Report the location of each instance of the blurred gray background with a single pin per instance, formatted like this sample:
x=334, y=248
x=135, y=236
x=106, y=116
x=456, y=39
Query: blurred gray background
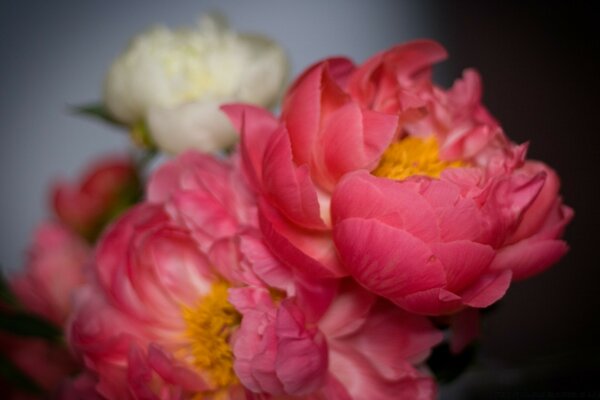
x=538, y=62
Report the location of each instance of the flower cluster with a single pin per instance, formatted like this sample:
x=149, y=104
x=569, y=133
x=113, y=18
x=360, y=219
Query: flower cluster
x=312, y=260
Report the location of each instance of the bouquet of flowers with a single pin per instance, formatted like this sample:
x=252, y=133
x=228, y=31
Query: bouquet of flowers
x=335, y=250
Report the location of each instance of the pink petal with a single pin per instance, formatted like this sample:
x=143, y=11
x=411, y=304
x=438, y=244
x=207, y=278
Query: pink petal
x=289, y=187
x=301, y=354
x=388, y=261
x=399, y=204
x=353, y=139
x=310, y=253
x=529, y=257
x=464, y=262
x=488, y=290
x=256, y=126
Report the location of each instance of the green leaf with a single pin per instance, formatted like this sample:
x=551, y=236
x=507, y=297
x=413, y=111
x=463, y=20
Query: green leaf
x=25, y=324
x=447, y=366
x=98, y=111
x=17, y=378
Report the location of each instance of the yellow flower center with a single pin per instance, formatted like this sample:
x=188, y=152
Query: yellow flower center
x=413, y=156
x=209, y=327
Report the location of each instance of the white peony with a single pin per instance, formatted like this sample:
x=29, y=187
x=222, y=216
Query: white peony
x=175, y=81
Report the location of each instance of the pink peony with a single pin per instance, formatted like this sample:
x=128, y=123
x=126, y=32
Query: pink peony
x=414, y=191
x=162, y=276
x=330, y=344
x=107, y=187
x=55, y=269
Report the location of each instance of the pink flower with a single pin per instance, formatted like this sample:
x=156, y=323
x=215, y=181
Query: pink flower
x=107, y=187
x=414, y=191
x=54, y=270
x=330, y=344
x=162, y=276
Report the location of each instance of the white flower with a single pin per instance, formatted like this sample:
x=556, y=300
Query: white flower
x=175, y=81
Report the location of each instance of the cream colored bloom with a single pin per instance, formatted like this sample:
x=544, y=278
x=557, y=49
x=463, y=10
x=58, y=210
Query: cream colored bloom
x=175, y=80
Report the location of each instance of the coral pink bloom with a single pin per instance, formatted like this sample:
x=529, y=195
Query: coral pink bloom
x=53, y=271
x=417, y=186
x=163, y=271
x=106, y=188
x=170, y=306
x=331, y=345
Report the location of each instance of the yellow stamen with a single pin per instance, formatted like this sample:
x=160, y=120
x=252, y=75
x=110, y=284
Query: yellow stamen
x=209, y=327
x=413, y=156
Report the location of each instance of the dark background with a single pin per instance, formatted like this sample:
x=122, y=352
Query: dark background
x=539, y=62
x=540, y=71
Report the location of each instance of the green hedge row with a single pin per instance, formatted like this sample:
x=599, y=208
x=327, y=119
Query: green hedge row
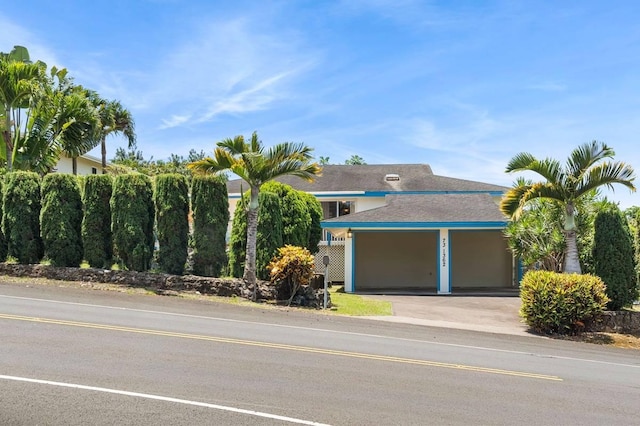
x=56, y=218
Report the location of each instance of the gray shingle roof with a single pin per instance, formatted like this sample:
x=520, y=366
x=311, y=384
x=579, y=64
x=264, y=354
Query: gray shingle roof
x=428, y=208
x=371, y=177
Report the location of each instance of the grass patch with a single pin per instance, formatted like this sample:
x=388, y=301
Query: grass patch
x=354, y=305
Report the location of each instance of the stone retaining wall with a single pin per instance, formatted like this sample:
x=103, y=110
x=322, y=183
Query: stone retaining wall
x=156, y=281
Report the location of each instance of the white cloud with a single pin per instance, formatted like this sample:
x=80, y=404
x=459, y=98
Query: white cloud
x=174, y=121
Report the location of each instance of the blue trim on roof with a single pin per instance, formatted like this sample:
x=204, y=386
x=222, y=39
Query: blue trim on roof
x=450, y=261
x=346, y=194
x=383, y=193
x=501, y=224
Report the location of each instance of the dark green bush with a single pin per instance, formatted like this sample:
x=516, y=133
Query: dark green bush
x=613, y=257
x=171, y=198
x=3, y=241
x=296, y=219
x=561, y=303
x=132, y=214
x=315, y=228
x=21, y=219
x=96, y=224
x=210, y=209
x=61, y=220
x=269, y=237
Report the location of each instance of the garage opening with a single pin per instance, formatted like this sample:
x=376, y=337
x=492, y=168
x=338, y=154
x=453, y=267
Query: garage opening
x=395, y=260
x=480, y=259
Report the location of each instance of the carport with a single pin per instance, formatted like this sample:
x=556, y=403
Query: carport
x=426, y=242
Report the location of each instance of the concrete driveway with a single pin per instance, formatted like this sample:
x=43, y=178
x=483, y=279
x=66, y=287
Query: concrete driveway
x=493, y=314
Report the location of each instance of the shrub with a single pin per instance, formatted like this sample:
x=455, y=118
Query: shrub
x=171, y=198
x=269, y=237
x=296, y=219
x=315, y=228
x=96, y=224
x=560, y=303
x=613, y=258
x=291, y=268
x=21, y=219
x=61, y=220
x=210, y=207
x=132, y=216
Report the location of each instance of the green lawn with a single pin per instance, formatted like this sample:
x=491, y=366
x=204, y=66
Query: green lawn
x=351, y=304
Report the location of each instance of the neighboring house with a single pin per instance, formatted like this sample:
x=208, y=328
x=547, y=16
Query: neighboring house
x=400, y=227
x=87, y=165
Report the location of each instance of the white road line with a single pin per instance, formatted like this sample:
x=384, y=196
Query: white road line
x=164, y=398
x=349, y=333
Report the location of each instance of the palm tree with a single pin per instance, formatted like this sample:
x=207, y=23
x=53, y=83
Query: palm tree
x=19, y=80
x=115, y=120
x=82, y=126
x=257, y=165
x=586, y=169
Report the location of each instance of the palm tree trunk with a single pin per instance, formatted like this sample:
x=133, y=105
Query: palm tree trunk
x=252, y=234
x=103, y=147
x=571, y=260
x=6, y=134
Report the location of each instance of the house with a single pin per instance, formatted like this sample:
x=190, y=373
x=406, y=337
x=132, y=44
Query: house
x=399, y=227
x=87, y=165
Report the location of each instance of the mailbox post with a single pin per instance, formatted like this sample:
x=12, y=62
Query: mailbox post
x=325, y=262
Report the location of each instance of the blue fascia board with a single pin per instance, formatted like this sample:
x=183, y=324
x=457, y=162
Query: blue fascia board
x=378, y=225
x=347, y=194
x=383, y=193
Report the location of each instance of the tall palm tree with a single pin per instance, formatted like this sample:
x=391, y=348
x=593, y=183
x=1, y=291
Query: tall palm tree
x=19, y=80
x=82, y=126
x=115, y=120
x=256, y=165
x=586, y=169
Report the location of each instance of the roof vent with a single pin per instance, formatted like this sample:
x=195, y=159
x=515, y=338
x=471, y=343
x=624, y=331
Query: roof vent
x=390, y=177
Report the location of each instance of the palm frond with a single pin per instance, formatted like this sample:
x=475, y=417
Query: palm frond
x=548, y=168
x=607, y=174
x=289, y=150
x=585, y=156
x=514, y=201
x=235, y=146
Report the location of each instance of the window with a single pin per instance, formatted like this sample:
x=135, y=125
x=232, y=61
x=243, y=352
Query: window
x=333, y=209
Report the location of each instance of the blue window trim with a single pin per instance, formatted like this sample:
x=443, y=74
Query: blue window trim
x=427, y=225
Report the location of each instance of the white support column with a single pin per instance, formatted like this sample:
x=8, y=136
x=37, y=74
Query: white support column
x=444, y=280
x=348, y=265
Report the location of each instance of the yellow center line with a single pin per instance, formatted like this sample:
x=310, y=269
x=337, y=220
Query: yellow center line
x=282, y=346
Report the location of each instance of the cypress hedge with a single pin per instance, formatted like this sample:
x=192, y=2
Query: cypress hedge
x=171, y=198
x=96, y=224
x=132, y=220
x=61, y=220
x=21, y=219
x=613, y=256
x=269, y=237
x=296, y=219
x=210, y=209
x=315, y=228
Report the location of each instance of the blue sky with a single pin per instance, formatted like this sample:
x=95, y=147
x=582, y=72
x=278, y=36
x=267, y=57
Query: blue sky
x=460, y=85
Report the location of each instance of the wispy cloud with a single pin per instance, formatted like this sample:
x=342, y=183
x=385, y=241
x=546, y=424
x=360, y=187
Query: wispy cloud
x=548, y=86
x=174, y=121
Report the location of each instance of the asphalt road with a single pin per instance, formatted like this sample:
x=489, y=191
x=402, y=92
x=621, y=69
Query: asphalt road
x=70, y=356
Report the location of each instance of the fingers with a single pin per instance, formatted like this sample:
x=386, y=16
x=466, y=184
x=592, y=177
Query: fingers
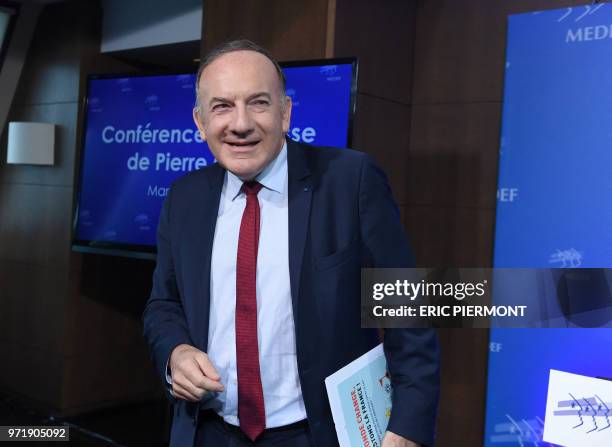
x=181, y=393
x=199, y=380
x=190, y=369
x=206, y=366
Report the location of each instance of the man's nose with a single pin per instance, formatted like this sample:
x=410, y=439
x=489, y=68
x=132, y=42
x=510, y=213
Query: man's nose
x=242, y=123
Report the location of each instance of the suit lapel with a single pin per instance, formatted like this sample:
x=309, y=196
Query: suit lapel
x=300, y=197
x=205, y=221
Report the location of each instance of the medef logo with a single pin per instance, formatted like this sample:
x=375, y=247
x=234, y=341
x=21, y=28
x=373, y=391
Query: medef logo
x=570, y=258
x=589, y=33
x=507, y=194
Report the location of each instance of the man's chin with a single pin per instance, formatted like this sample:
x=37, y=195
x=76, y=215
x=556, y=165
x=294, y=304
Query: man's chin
x=245, y=171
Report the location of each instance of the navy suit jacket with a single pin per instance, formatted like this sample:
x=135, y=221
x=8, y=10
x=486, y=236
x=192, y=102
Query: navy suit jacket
x=342, y=217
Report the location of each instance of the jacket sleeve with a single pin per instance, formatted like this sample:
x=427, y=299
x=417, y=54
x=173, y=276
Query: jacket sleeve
x=163, y=319
x=412, y=354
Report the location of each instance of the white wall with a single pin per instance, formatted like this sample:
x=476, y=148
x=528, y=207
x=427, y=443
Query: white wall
x=132, y=24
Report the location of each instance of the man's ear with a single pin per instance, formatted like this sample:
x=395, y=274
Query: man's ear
x=287, y=114
x=198, y=120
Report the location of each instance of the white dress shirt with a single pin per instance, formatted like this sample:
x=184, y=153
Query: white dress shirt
x=275, y=326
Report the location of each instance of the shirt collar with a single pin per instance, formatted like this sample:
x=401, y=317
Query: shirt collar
x=272, y=177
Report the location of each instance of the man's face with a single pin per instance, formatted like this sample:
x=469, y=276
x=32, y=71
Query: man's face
x=242, y=114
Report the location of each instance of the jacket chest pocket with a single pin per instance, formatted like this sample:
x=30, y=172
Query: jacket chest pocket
x=339, y=257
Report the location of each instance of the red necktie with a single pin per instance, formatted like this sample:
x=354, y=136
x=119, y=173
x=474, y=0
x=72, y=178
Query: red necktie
x=251, y=411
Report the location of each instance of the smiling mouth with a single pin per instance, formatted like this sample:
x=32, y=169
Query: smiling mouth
x=242, y=144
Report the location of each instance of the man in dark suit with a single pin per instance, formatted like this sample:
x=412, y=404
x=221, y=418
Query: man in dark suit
x=256, y=293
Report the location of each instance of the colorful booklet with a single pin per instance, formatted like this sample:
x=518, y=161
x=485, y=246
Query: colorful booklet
x=360, y=400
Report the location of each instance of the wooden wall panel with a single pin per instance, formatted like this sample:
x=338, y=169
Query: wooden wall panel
x=453, y=154
x=35, y=224
x=64, y=115
x=33, y=298
x=381, y=129
x=381, y=35
x=289, y=30
x=460, y=47
x=450, y=236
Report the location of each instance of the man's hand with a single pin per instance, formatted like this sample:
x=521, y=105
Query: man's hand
x=192, y=373
x=392, y=440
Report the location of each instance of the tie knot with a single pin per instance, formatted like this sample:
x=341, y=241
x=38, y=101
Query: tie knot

+--

### WORK TO BE COMPLETED:
Copy out the rows word for word, from the line holding "Report the location of each instance of the grass" through the line holding "x=493, y=314", both lines included.

### ANSWER TO THIS TASK:
Report the location of each instance of the grass patch with a single pin per instance, formatted like this sample:
x=388, y=301
Query: grass patch
x=354, y=305
Report the location of each instance of the stone retaining wall with a single pin per instance, formatted like this sample:
x=103, y=110
x=322, y=183
Query: stone retaining wall
x=156, y=281
Report the location of each instance of the white cloud with a single pin per instance, formatted like this sample:
x=80, y=404
x=459, y=98
Query: white cloud
x=174, y=121
Report the location of each instance of the blue trim on roof with a single pin per instance, formatted like this sample:
x=204, y=386
x=222, y=39
Query: blue trim on roof
x=450, y=261
x=346, y=194
x=383, y=193
x=501, y=224
Report the location of each instance of the dark green bush with a single pin per instance, formatted like this sample:
x=516, y=133
Query: dark green bush
x=613, y=257
x=171, y=198
x=3, y=241
x=296, y=219
x=561, y=303
x=132, y=214
x=315, y=228
x=21, y=219
x=96, y=224
x=210, y=209
x=61, y=220
x=269, y=237
Report the location of each instance of the garage opening with a single pin per instance, formatted like this sample:
x=376, y=337
x=492, y=168
x=338, y=154
x=453, y=267
Query: garage opening
x=395, y=260
x=480, y=259
Report the location of each instance of the carport with a single pin per instance, formatted like this sample:
x=556, y=403
Query: carport
x=426, y=242
Report the location of each instance of the concrete driveway with a single pin per instance, formatted like this sample:
x=43, y=178
x=483, y=279
x=66, y=287
Query: concrete driveway
x=493, y=314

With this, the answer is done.